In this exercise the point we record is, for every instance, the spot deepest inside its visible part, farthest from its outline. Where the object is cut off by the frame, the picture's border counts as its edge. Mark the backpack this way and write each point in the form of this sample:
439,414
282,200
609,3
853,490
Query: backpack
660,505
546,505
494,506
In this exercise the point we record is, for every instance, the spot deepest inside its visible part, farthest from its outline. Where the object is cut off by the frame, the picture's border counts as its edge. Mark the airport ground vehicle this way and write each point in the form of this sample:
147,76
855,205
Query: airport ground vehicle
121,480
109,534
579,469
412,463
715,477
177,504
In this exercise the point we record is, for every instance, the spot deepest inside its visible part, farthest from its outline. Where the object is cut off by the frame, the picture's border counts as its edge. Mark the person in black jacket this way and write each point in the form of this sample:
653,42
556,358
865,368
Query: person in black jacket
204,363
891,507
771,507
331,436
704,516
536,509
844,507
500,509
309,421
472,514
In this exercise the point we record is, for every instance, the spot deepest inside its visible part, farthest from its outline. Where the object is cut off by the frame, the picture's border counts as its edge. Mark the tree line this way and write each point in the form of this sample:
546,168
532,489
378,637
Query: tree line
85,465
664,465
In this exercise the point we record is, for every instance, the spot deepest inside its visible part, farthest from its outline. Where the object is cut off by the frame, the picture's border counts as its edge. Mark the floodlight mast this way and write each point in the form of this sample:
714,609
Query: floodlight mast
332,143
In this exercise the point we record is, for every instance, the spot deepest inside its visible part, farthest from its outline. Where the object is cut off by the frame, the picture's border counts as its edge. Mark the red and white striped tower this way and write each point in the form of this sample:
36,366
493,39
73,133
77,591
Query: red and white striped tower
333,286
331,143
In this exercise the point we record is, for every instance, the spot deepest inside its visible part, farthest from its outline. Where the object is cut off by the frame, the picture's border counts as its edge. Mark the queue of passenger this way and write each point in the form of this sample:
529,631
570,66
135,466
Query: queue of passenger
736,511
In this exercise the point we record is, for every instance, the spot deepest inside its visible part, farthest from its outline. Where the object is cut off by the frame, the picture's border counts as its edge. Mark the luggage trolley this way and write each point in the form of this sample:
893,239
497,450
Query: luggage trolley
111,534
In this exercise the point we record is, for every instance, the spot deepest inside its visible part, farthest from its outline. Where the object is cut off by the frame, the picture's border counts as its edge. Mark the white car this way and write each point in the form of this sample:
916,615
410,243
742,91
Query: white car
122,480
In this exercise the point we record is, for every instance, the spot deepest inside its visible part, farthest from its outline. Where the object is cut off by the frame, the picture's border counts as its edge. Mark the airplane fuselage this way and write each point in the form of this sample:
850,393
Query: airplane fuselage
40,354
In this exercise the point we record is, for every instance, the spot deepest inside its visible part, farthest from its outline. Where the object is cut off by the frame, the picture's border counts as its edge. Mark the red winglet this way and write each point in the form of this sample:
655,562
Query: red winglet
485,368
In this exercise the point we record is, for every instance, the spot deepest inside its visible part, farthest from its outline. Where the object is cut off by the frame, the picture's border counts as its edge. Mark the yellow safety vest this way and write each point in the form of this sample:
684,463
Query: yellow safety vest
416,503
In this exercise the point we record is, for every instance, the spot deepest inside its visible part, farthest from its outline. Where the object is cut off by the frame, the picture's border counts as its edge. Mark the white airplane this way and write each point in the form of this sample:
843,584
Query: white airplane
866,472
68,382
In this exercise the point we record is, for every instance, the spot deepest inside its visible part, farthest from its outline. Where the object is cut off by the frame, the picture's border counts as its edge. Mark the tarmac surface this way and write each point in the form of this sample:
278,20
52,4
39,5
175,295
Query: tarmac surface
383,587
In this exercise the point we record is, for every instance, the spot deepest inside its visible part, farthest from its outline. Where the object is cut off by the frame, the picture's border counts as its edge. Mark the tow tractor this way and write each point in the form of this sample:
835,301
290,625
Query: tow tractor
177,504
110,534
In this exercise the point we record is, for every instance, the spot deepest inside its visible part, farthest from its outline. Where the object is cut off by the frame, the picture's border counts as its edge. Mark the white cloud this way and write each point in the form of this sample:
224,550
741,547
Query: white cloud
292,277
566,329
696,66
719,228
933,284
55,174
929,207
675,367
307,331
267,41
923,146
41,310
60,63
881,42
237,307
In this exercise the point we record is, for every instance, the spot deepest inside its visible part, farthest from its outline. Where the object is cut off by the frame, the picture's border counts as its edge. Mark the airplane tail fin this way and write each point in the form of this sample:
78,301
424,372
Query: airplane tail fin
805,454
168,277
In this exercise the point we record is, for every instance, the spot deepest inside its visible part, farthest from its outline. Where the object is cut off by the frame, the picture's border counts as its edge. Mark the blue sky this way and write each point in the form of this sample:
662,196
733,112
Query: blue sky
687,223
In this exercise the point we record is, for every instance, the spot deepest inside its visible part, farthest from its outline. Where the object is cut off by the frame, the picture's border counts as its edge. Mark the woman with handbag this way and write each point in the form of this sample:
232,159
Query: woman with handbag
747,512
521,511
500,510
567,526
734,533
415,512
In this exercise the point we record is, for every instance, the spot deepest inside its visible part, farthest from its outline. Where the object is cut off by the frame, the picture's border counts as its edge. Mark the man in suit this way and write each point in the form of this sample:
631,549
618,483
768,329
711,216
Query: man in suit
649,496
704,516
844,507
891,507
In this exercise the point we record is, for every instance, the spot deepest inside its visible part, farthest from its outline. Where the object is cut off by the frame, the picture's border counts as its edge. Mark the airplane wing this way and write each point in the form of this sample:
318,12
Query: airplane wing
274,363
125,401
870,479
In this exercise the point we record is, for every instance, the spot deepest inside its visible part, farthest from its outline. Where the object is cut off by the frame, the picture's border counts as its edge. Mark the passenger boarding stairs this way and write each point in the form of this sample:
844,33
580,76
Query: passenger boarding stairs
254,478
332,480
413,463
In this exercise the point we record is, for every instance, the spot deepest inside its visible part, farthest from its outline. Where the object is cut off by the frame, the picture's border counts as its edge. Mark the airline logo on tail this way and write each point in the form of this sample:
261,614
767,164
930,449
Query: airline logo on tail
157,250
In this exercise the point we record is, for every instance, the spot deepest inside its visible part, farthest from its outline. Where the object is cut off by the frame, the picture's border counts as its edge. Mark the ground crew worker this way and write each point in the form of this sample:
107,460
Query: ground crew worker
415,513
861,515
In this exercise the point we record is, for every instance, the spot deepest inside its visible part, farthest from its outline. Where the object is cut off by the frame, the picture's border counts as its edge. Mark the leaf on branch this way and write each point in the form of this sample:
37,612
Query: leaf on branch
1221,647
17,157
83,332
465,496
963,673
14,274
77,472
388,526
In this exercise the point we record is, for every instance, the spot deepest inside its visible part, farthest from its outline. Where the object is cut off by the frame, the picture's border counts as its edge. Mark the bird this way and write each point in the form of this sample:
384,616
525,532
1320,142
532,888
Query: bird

===============

◆ **TASK STATEMENT**
Return every line above exactly.

◆ **RESULT FOR THIS TASK**
In this exercise the point we record is, for every instance, the spot deepest inside its visible part, farthest from its outline. Where the object is cut off by the frame, the picture's border counts as its edge. Mark the backpack this way and write each point in the form of this sample:
439,414
282,200
609,3
853,490
Query: backpack
660,505
546,505
494,506
In this exercise the point we record is, for every instance, the spot deepest inside its visible part, farthest from its outline. Where the object is cut off by the frame, the picture's border counts as its edge. Mark the airport ground vehicle this way and write each point in the form of this sample:
147,76
855,205
Query: airport ground vehicle
121,480
109,534
579,469
412,463
715,477
177,504
In this exercise the point we record is, for every instance, the spot deepest inside its visible part, farthest from its outline. Where the object is cut off by the frame, the picture's border counts as its edge. Mark the person in black jacket this way and write each point in the form of this sample:
653,42
556,358
865,368
Query: person in black jacket
204,363
891,507
771,507
331,436
704,516
536,509
844,507
500,509
309,421
472,514
In this exercise the point we record is, for every instance, the spot deepest inside its visible part, farthest from its outline. Where the object is cut off by the frame, the picture's border counts as its edge. Mark the tree line this way and write each point in the form of this sample:
546,168
532,489
378,637
Query: tree line
85,465
664,465
In this exercise the point we record is, for every instance, the spot deepest inside its visible part, farthest from its outline. Where the object is cut off by the frame, the picture's border counts as its edge. Mark the floodlight mast this way and write each point in the form of this sample:
714,609
Query: floodlight mast
332,143
In this exercise the point we record is, for every instance, the spot deepest inside its visible part, farthest from its outline. Where the object is cut off by the frame, the picture's border counts as its edge. Mark the red and white striped tower this way and write each point in the form of this sample:
36,366
493,39
73,133
77,591
Query: red and white striped tower
333,286
331,143
In this exercise the point we record is, for every instance, the spot deepest inside its visible part, farthest from its outline. Where the object is cut off by the frame, the picture's border counts as its edge. Mark the queue of passenger this way and write each point in the form of this sample:
529,631
570,66
135,466
Query: queue of passenger
736,511
In this exercise the point we record is, for every instance, the spot deepest inside its visible part, farthest from its outline. Where the object is cut off by the frame, the picture's border counts as its edge. Mark the luggage trolley this way and write each point in the form of this sample:
893,239
497,450
Query: luggage trolley
111,534
In this exercise the point we record is, for every instance, the spot deepest inside its visible part, farthest from its outline. Where the object is cut off by the frame, the picture's border counts as its edge. Mark the white car this way and write each point in the form of this sample:
916,615
410,243
742,91
Query: white car
122,480
In this exercise the point we record is, for every instance, the spot deepest inside its visible part, farthest from its outline. Where the object is cut off by the frame, the picture's border counts as its edge. Mark the airplane fuselage this way and write each point in the form of this sample:
850,393
Query: airplane fuselage
40,354
In this exercise the point we record is, for every instance, the spot deepest inside its visible part, farthest from its outline. Where the object is cut off by the frame, the picture's border counts as its edge. Mark the red winglet this way and write each point in the form of this sample:
655,562
Query: red winglet
485,368
In this exercise the point we record is, for every instance, the spot deepest inside its visible part, farthest from its outline. Where the object is cut off by the frame, the picture's border counts as its edge. Mark the yellow safety vest this way and write each point in the form of this sample:
684,463
Query: yellow safety vest
416,503
In this exercise the point we record is, for every instance, the spot deepest inside its visible part, farthest from its outline. Where the object is cut off by the frame, the picture's border counts as its edge. Mark the white airplane this way and write each point in the form of this sample:
843,584
Query: white airplane
866,472
68,382
In this exercise the point we record is, for every instance, the spot deepest inside its visible part, farthest from its outline. Where the object is cut off by the frame, the picture's border counts as its edge. Mark the tarmac surface this way and write each point in the form of this sample:
278,20
52,4
39,5
175,295
Query: tarmac surface
383,587
In this exercise the point we record is, for every instance, the spot deepest inside its visible part, farthest from its outline. Where the object is cut off by the frame, the picture's border counts as its edge. Mark the tow tractor this way and write each point in the form of this sample:
835,301
290,625
Query: tow tractor
177,504
110,534
In this exercise the point we record is, for every instance, the spot deepest inside its visible part, farthest from its outline. Where the object is cut off by the frame, the picture's border counts as its edge. Mark the white cloud this way and write each point in the form of this sample:
224,550
741,547
Query: white cloud
292,277
566,329
696,66
719,228
933,284
55,174
929,207
675,367
307,331
267,41
923,146
41,310
60,63
881,42
237,307
In this exercise the point we record is, for every instance, the spot deepest inside its visible part, farthest from its outline. Where the object is cut off by the frame, the picture's border counts as its edge. Mark the airplane tail fin this way and write each point in the form of this sample:
78,301
424,372
Query: airplane tail fin
805,454
168,277
In this exercise the point we record is, for every instance, the spot deepest inside its visible part, farthest from its outline. Where the object is cut off by the frame, the picture's border counts as its edge. Mark the blue sky this way and write each point in the form of this sample:
662,196
733,112
Query: blue sky
687,223
In this exercise the point we record is, for every instance, the spot deepest inside its visible part, farthest from its outline. Where the object is cut off by the frame, the picture's border counts as its edge. Mark the woman with handbag this way and write each point in the form of this sample:
232,159
Query: woman with handbag
747,512
521,511
500,510
567,526
734,533
415,512
In this exercise the point we record is, for every instance, the spot deepest inside its visible part, farthest from its outline. Where the object is cut off by the frame, the picture's border counts as its edge. Mark the man in suit this way and write each point in the form of this sample:
631,549
618,483
768,329
711,216
Query: man in suit
649,496
704,516
844,507
891,507
In this exercise the point we record is, for every instance, the spot deepest inside its visible part, farthest from its outline. Where the object is cut off by the frame, the picture's border counts as its edge. Mark the airplane wing this way and write each point in the form of this sample:
318,12
Query: airplane wing
274,363
125,401
870,479
In this exercise the point we record is, for every instance, the spot deepest inside its visible part, farthest from its outline. Where the object is cut off by the frame, the picture's border counts as its edge. Mark the passenger boarding stairs this way and write each point in the form of this sample:
844,33
580,76
Query: passenger boarding stairs
254,478
332,480
413,463
In this exercise the point we record is, for every instance, the spot deepest inside its visible part, farthest from its outline. Where the object is cut off by the frame, the picture's border counts as its edge. Mark the airline logo on tail this way and write each point in the form of this sample:
261,614
767,164
930,449
Query: airline logo on tail
157,250
In this exercise the point we record is, for every instance, the spot deepest inside its visible part, farthest from its outline. Where the object is cut off by the frame, the picture's border counts as its edge. Mark the ground crew worker this way and write each point in the form of this sample:
107,460
Query: ground crew worker
415,513
861,515
In this exercise the point we record is, for every instance, the spot deepest inside its visible part, farthest from its outline. Where the object is cut off by the frame, the picture's border counts as its edge. Mark the leaf on branch this way and write each point in the form of this sample:
37,612
Query: leaf on branch
1221,647
17,157
83,332
465,496
963,673
14,274
77,472
388,526
In this exercise the point we record is, for every instance, the spot deepest inside its visible part, farthest from its outline. Where the object is cut off by the frame, the picture's border counts as its edge. Mark the bird this way and write each point in the form of this sample:
384,616
525,532
1320,142
532,888
Query: bird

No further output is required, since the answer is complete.